**Task to carry out**
Every line below needs to be transcribed without alteration, and no image may be carried over.

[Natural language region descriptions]
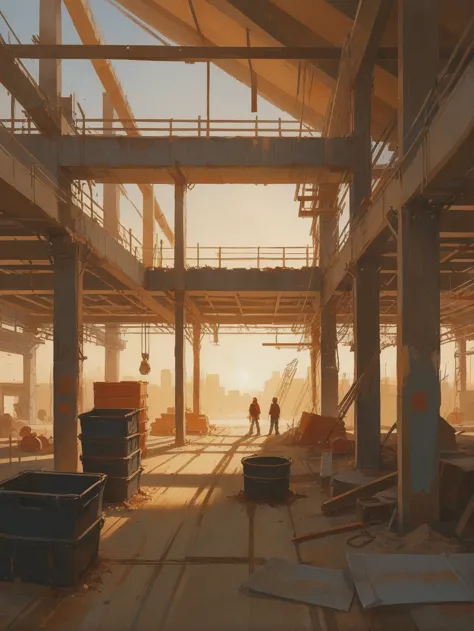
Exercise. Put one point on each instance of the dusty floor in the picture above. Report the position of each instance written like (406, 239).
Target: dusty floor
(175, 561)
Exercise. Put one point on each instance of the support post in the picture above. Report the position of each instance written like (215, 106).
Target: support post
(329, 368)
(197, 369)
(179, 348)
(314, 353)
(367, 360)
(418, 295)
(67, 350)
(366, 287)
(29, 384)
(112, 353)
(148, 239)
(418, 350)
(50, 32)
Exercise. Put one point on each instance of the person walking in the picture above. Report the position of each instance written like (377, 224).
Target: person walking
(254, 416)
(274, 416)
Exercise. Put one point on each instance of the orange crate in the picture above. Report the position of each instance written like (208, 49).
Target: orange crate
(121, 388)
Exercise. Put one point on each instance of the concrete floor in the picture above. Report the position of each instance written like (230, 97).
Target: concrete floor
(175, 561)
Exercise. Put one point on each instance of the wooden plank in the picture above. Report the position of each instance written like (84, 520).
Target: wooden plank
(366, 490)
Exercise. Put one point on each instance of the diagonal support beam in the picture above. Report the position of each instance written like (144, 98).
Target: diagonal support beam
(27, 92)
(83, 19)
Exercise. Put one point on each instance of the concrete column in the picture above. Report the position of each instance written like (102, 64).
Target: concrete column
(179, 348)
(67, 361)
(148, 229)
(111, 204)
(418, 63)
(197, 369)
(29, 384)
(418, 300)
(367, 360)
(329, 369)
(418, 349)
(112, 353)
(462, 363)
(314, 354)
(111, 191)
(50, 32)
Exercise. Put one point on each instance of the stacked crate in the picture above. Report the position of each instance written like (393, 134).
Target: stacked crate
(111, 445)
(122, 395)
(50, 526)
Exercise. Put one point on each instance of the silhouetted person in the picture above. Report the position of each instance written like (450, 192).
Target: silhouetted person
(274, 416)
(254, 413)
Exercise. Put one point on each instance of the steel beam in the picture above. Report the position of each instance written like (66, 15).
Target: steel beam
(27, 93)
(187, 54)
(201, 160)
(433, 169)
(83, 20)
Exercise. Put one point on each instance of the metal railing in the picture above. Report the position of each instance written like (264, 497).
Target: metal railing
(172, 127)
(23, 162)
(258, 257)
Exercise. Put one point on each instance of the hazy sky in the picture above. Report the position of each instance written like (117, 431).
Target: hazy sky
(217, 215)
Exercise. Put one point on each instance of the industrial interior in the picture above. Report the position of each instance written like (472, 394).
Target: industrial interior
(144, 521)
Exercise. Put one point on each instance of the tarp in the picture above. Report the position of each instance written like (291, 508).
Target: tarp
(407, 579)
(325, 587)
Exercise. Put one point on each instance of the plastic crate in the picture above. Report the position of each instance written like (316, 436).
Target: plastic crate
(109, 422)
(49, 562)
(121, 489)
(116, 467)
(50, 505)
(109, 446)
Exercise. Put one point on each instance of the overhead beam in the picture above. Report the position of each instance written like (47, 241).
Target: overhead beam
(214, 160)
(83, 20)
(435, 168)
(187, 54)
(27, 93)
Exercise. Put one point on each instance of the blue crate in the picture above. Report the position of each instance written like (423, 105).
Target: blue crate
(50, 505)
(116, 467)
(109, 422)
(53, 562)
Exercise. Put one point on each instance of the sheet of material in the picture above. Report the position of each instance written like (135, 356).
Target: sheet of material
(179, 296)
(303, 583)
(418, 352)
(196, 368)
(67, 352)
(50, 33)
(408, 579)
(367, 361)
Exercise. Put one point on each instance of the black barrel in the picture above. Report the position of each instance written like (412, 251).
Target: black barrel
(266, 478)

**Exercise answer**
Exercise. Put one point on each instance of the dusty floor in the picture above. Report the position of each instance written like (406, 239).
Target: dusty floor
(175, 561)
Exercise. Put one point on each instance of the support post in the picture above. Report the position of each instance written like (215, 106).
Target: support post
(329, 368)
(197, 369)
(179, 348)
(314, 353)
(367, 360)
(418, 295)
(67, 350)
(366, 287)
(29, 384)
(112, 353)
(148, 239)
(418, 350)
(50, 32)
Exercise. Put one point on each instance of the person walking in the picture above. Report the position of each instance written like (377, 224).
Target: person walking
(254, 416)
(274, 416)
Exercise. Put one point on each instance of the orange crate in the picture above. Report the position of each instance written like (208, 49).
Target: orange crate
(121, 388)
Exercise. Put one point on each instance of the concrete floor in the picture above. Report the position of each instance written like (230, 97).
Target: concrete floor
(175, 561)
Exercise. Put one point on each instance of the wooden plank in the picture above. Report the position of each instance written like (84, 520).
Target: wooden plank
(366, 490)
Exercise. Put one point on each instance of the diagonal support beam in the picture above. Report the position of each instance written like (144, 98).
Target: diagonal support beam
(27, 92)
(83, 19)
Exercise. Put one point on each instance of the concrete column in the picture above. Report the position of each instance written like (102, 64).
Target: concrete column
(179, 348)
(67, 361)
(148, 229)
(111, 204)
(418, 63)
(197, 369)
(29, 384)
(418, 300)
(367, 360)
(329, 369)
(418, 349)
(112, 353)
(462, 363)
(314, 354)
(111, 191)
(50, 32)
Exercise. Put one point on each instance of the stacked crate in the picture above. Report the position of each instance written like (393, 134).
Target: stacked crate
(111, 445)
(122, 395)
(50, 526)
Exercise. Put one point on each instance of the silhouetted person in the picture above. Report the position of each instance written like (450, 192).
Target: silhouetted person
(274, 416)
(254, 413)
Exercise. Put one point on each instance of the steel beam in the picture above. Report the position of each instance written like (66, 15).
Target: steel beam
(27, 93)
(187, 54)
(201, 160)
(433, 169)
(83, 20)
Exercise. Put one point on each instance of the metal railing in the picture above. Report the position of each instance written like (264, 497).
Target: metal railing
(172, 127)
(23, 162)
(258, 257)
Exercise. Put one point on each instance of the hazy sky in the picture above. Report the position of each instance written like (117, 431).
Target: hazy sky
(217, 215)
Exercise. Put one point on each instance of the industrial interior in the picture above. Report the position of each instance written like (472, 394).
Target: industrial interior
(144, 521)
Exercise. Put one point on each instance of the tarp in the picture above. Report the position of each instance written like (291, 508).
Target: tarp
(407, 579)
(325, 587)
Exercise. Put one point on each instance of the plastic crate in the picture above. Report the position of each instance written like (316, 436).
Target: plastic crate
(109, 422)
(49, 562)
(121, 489)
(116, 467)
(50, 505)
(109, 446)
Exercise. Put one point on each instance of the overhead beam in the picture above. Report the position of each instance written like (47, 241).
Target: overhead beam
(214, 160)
(83, 20)
(435, 168)
(187, 54)
(27, 93)
Exercise. Put one point on each instance of the blue crate in the picture above. Report the position of each instance written like (423, 105).
Target: blue crate
(50, 505)
(116, 467)
(109, 422)
(53, 562)
Exercise. Put one point on each instance of the sheet of material in the picture above. Report the position of each instance written like (135, 356).
Target: sheet of material
(179, 296)
(303, 583)
(418, 352)
(196, 368)
(67, 352)
(50, 33)
(408, 579)
(367, 361)
Exercise. Put one point on each instance of the black barrel in the picture above. Report the position of each instance written like (412, 251).
Target: black barrel
(266, 478)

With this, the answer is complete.